> _YOUR OBJECTIVE_: Produce a perfect copy of the listing, matching each line.

> _DATA UNDER STUDY_:

□ □ □

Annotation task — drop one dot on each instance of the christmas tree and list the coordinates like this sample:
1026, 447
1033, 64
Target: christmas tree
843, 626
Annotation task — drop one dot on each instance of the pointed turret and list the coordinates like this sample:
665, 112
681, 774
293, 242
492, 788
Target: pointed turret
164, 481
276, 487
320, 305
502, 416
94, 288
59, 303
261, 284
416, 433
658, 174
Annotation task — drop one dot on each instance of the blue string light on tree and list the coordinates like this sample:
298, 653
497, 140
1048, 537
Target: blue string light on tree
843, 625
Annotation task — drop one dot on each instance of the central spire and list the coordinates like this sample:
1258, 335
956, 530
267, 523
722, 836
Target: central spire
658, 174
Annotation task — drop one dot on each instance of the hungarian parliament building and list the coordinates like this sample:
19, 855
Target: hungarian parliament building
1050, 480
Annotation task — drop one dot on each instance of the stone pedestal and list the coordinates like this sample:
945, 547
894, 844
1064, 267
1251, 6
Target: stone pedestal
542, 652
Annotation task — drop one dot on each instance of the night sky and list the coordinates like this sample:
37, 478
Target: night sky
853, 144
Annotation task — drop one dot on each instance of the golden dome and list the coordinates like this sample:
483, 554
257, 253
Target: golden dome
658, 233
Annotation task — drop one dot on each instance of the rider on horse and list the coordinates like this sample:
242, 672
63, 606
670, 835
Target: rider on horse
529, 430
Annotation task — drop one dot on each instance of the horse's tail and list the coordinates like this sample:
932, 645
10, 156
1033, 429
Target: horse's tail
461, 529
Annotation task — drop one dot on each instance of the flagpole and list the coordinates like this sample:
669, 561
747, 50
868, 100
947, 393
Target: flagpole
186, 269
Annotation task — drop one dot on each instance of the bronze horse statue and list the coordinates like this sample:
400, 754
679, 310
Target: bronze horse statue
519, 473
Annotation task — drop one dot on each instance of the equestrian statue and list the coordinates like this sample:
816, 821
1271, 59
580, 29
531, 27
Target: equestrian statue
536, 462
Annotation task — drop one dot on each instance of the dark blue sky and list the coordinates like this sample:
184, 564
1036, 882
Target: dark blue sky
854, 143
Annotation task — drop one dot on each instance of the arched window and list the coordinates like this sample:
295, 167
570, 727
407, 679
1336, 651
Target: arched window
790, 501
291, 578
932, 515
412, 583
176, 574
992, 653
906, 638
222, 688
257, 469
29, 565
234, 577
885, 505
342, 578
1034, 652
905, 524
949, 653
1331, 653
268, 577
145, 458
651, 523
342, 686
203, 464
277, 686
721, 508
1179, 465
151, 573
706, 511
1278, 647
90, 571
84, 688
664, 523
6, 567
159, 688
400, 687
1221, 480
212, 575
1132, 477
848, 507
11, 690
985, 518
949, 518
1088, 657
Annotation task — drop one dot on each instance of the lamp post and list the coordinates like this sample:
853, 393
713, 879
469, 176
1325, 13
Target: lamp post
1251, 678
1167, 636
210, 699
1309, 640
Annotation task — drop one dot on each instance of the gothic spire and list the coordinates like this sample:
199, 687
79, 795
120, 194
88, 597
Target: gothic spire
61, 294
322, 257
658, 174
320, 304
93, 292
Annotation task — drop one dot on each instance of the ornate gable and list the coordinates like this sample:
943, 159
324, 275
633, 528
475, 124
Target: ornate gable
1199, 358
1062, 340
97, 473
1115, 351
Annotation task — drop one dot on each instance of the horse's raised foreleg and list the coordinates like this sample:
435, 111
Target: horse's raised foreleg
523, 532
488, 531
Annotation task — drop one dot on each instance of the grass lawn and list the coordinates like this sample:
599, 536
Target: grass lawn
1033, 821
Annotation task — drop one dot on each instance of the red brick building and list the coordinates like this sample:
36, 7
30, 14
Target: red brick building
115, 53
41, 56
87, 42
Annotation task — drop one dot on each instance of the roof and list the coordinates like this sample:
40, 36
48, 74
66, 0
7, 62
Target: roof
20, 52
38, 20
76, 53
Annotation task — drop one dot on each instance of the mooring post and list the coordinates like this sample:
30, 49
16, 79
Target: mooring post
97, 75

□ □ □

> _THE COMPLETED TASK_:
Annotation task — drop one dot on each instance of the christmas tree and list the coordinates like this sample:
1026, 447
1033, 64
Target: christmas tree
843, 626
Annotation task — drop one dot on each instance of the pointed turret and list the coordinates like this sample:
665, 112
681, 774
293, 242
492, 788
Target: pointed turret
164, 481
276, 487
320, 305
502, 416
94, 288
59, 303
261, 284
416, 433
658, 174
Annotation task — drop one dot on each instance of the blue string light on tree and list the coordinates like this sample:
298, 653
497, 140
1048, 537
Target: blue string light on tree
843, 625
Annotation task — drop one dot on each instance of the central spire and list the coordinates like this sample:
1258, 335
956, 530
267, 523
722, 836
Target: central spire
658, 174
Annotation task — drop one dot on each instance of the hungarian parliament building and list the coordinates like this sample:
19, 855
Target: hungarian parliament building
1050, 480
Annotation task — drop one dot on each instance of the stone pedestal and list the coordinates like this sample:
945, 547
894, 844
1064, 267
1251, 6
Target: stone pedestal
542, 652
Annotation task — drop one dot on each instance of the night sky and list the coordinates like this sample:
37, 478
Target: night sky
853, 144
Annotation task — drop one dot on each instance of the golden dome and list the coordinates like this sample:
483, 554
257, 253
Target: golden dome
658, 233
Annotation task — drop one dot on each instance of the rider on horse and list the coordinates like this sample:
242, 672
63, 606
670, 835
Target: rider on horse
529, 430
Annotation task — drop one dot on each instance of the horse's tail and list the coordinates like this sample:
932, 645
10, 156
1033, 429
Target: horse's tail
461, 529
Annotation task — drop one dot on each instance of the flagpole and list the coordinates like this sample:
669, 561
747, 50
868, 100
947, 393
Target: flagpole
186, 269
Annotation task — drop one dot on each instance of the bronze horse statue and list the coordinates like this sample:
400, 754
679, 310
Target: bronze horse statue
519, 473
Annotation task — drop one dot on each instance of the equestrian statue and list the coordinates like this sample:
816, 821
1271, 59
580, 29
531, 27
Target: equestrian statue
536, 462
Annotation task — drop one dot on each instance of the dark blue sky and list the coordinates like this sample:
184, 564
1036, 882
Target: dark blue sky
854, 143
Annotation task — drop one dot on each instance of the arched window and list the coordinates like this sample:
295, 167
570, 727
407, 679
1336, 651
Target: arched window
790, 501
291, 578
932, 515
412, 583
176, 574
992, 653
906, 638
222, 688
257, 469
29, 565
234, 577
885, 505
342, 578
1034, 652
905, 524
949, 653
1331, 653
268, 577
145, 458
651, 523
342, 686
203, 464
277, 686
721, 508
1179, 465
151, 573
706, 511
1278, 647
90, 571
84, 688
664, 523
6, 567
159, 688
400, 687
1221, 480
212, 575
1132, 477
848, 507
11, 690
985, 518
949, 518
1088, 657
Annotation task — drop one dot on each instance of the lamp post and list the coordinates like this sample:
853, 393
713, 879
469, 176
1325, 13
Target: lamp post
1251, 678
1167, 636
210, 699
1309, 640
Annotation task — drop one dot on each instance of the gothic spire and list the coordinates like this sample:
199, 687
79, 795
120, 194
88, 597
Target: gothic spire
61, 294
322, 257
658, 174
320, 304
93, 292
Annotation task — drop one dot on each instance of the ornate gable and list the coordinates like this sample:
943, 159
324, 275
633, 528
475, 124
Target: ornate gable
1199, 358
1062, 340
97, 473
1115, 351
Annotation task — drop one dot on each instance of the horse's raised foreleg and list the coordinates like this sample:
435, 111
Target: horse's raised foreleg
523, 532
488, 531
Annotation task — drop one dot on each instance of the grass lawn and list the coordinates like this sample:
599, 536
Target: grass lawn
1033, 821
Annotation task — drop one dot on each instance of the red brick building and list the coordinates like this sample:
36, 7
30, 14
Target: red brick building
115, 53
41, 56
87, 42
Annotation task — drop one dot on each instance of the roof and list the coordinates like this sample:
40, 36
48, 74
66, 0
7, 62
Target: roof
20, 52
38, 20
76, 53
Annotation task — drop one dot on each instance of the mooring post and list the coordinates like this sample:
30, 49
16, 79
Target: mooring post
97, 75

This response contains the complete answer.